- [WORK REQUIRED]
Repeat word for word the part of the book review below that opens with the words containing "Jill is interested in the" and closes with "have you believe.".

Linking the food we eat to farming in Australia and the environmental impact of all the many steps from farm to table makes for a complicated network of relationships. What Griffiths uncovers about our food industry is that there are no hard and fast rules and no easy answers, but for anyone interested in how we get our food, the market constraints around it, and how hard farmers work to make a living, this is a fascinating insight into the latest research and knowledge on the topic. Well referenced and with some ideas for further reading, this is an informative and highly readable book for anyone who eats - which is all of us!
Jill Griffiths is an acclaimed science writer based in Western Australia. She has written extensively within the fields of environmental, agricultural and life sciences, and has worked with world-renowned researchers to bring their stories and findings to the broader public. Her words appear on environmental interpretation panels in many national parks across Western Australia, and she has worked behind the scenes on many publications.
Jill is interested in the places, both physical and ideological, where people and nature intersect, where our biological reality meets our modern selves. Regardless of how clever technology becomes, we remain intricately caught in natural rhythms and cycles. Jill is interested in what that means for us as individuals, for humanity as a whole, and for the planet we call home.
Endorsement
In this deeply personal and heartfelt book, Jill Griffiths has separated the romantic from the reality, the emotional from the political and (literally) the wheat from the chaff in her exploration of how what we eat ripples deep into our farmlands. Far from being didactic, this joyous delve into food and farming allows readers to explore what it means for our environment when we eat, and how very little is as straightforward as the headlines would have you believe.

- [INFORMATION SHOWN]
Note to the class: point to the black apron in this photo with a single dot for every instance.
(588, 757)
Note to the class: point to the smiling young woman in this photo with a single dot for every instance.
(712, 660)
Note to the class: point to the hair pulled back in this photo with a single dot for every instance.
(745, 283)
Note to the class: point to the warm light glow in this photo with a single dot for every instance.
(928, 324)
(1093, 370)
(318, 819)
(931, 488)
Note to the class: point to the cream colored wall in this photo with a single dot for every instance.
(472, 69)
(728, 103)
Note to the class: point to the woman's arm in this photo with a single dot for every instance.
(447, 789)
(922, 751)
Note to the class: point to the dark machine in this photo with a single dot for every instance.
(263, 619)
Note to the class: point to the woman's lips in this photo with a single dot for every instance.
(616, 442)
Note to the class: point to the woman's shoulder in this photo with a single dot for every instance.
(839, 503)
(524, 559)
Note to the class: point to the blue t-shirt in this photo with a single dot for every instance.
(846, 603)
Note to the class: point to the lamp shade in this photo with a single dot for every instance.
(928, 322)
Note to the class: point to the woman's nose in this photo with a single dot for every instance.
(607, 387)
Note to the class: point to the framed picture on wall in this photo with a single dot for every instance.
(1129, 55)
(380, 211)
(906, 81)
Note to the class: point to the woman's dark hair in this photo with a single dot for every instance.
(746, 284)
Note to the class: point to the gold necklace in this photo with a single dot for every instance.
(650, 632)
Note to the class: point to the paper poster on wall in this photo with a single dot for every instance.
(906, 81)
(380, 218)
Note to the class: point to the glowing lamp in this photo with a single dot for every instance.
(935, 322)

- [ANSWER TO THE PROBLEM]
Jill is interested in the places, both physical and ideological, where people and nature intersect, where our biological reality meets our modern selves. Regardless of how clever technology becomes, we remain intricately caught in natural rhythms and cycles. Jill is interested in what that means for us as individuals, for humanity as a whole, and for the planet we call home.
Endorsement
In this deeply personal and heartfelt book, Jill Griffiths has separated the romantic from the reality, the emotional from the political and (literally) the wheat from the chaff in her exploration of how what we eat ripples deep into our farmlands. Far from being didactic, this joyous delve into food and farming allows readers to explore what it means for our environment when we eat, and how very little is as straightforward as the headlines would have you believe.